▸ Assignment: Reproduce the lines from the one holding "For every instance" to the end of the entries. Include both ends and change nothing.

START Records for this exercise

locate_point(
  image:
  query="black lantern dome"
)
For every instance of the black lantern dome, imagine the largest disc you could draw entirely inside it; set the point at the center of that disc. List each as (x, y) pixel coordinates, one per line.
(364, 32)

END Records for this exercise

▸ Solution for this task:
For every instance of the black lantern dome, imagine the largest disc you could draw entirely inside it; set the point at the center of that disc. List each as (x, y) pixel coordinates, one per line.
(364, 32)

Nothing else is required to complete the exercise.